Dê seguimento à decisão arbitral sobre a importadora de veículos, começando logo a seguir à última frase apresentada.

## Texto extraído
· · · ·
2.4. A AT conclui, por fim, que “deverá ser julgado improcedente o presente pedido de pronúncia arbitral, mantendo-se na ordem jurídica os actos tributários de liquidação impugnados e absolvendo-se a entidade Requerida do pedido.”

 

            III – Factualidade Provada e Não Provada

 

3.1. Consideram-se provados os seguintes factos:

 

            i) A Requerente é uma sociedade importadora, em exclusivo, de todos os veículos da marca B para o mercado nacional, tendo por objecto social o comércio de automóveis, respectivas peças e acessórios.

 

            ii) Uma vez importados, os veículos são imediatamente vendidos aos concessionários da marca, alguns deles integrantes do mesmo grupo económico, os quais, por sua vez, os vendem aos clientes finais utilizadores dos mesmos.

 

            iii) Considerando que as viaturas foram vendidas aos concessionários antes da data da matrícula das mesmas, as facturas de venda não contém as respectivas matrículas mas antes os números de «chassis» dos veículos vendidos aos concessionários, conforme resulta do teor das facturas apresentadas pela ora Requerente.
· · · ·
## Entradas de dados
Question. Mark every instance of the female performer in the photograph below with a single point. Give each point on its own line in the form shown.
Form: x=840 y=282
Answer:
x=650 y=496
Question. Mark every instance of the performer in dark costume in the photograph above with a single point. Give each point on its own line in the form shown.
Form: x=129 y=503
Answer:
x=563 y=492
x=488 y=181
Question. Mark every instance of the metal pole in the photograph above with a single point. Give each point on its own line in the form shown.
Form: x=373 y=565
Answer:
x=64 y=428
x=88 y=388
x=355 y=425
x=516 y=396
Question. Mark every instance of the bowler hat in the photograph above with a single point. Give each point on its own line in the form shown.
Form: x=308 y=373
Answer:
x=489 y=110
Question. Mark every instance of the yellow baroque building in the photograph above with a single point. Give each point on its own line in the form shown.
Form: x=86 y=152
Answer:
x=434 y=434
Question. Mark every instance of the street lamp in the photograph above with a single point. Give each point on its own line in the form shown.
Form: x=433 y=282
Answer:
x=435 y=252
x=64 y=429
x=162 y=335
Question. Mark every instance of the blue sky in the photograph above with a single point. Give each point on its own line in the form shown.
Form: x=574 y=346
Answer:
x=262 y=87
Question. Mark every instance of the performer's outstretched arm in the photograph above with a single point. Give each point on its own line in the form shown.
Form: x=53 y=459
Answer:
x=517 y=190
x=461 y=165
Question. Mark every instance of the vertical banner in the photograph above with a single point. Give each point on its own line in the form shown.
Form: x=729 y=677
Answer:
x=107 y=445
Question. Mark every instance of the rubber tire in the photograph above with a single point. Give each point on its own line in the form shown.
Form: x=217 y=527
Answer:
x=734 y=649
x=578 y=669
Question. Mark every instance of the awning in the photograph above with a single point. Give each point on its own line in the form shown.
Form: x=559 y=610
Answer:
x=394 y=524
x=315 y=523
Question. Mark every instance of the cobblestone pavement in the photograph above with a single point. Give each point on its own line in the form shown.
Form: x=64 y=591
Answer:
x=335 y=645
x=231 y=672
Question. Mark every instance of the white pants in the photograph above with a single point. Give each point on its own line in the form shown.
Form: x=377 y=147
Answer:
· · · ·
## Exercício resolvido
            iv) Em momento anterior ao ano e mês da tributação do imposto em causa, as viaturas em causa foram objecto de venda a terceiros, não sendo, assim, propriedade da Requerente, conforme se demonstra pela leitura das cópias das facturas de venda dos veículos aos ex-locatários, constantes dos docs. apensos à p.i. (os quais, dada a sua extensão, se consideram aqui reproduzidos). A requerente apresentou, ainda, cópias de contratos de locação financeira e cópias dos extractos contabilísticos, relativamente a cada um dos clientes. Os elementos indicados corporizam meios de prova com força bastante e adequados para ilidir a presunção fundada no Registo.

 

            v) Ainda que inconformada, a ora Requerente procedeu ao pagamento integral das liquidações de IUC e juros compensatórios aqui em causa, relativas aos anos de 2013 e 2014, no valor total de €101.048,25 (vd. a listagem das liquidações impugnadas, anexa à p.i. da ora Requerente e que, dada a sua extensão, também se considera aqui reproduzida).

 

            vi) Não conformada com as referidas decisões, a ora Requerente apresentou o presente pedido arbitral em 29/1/2015.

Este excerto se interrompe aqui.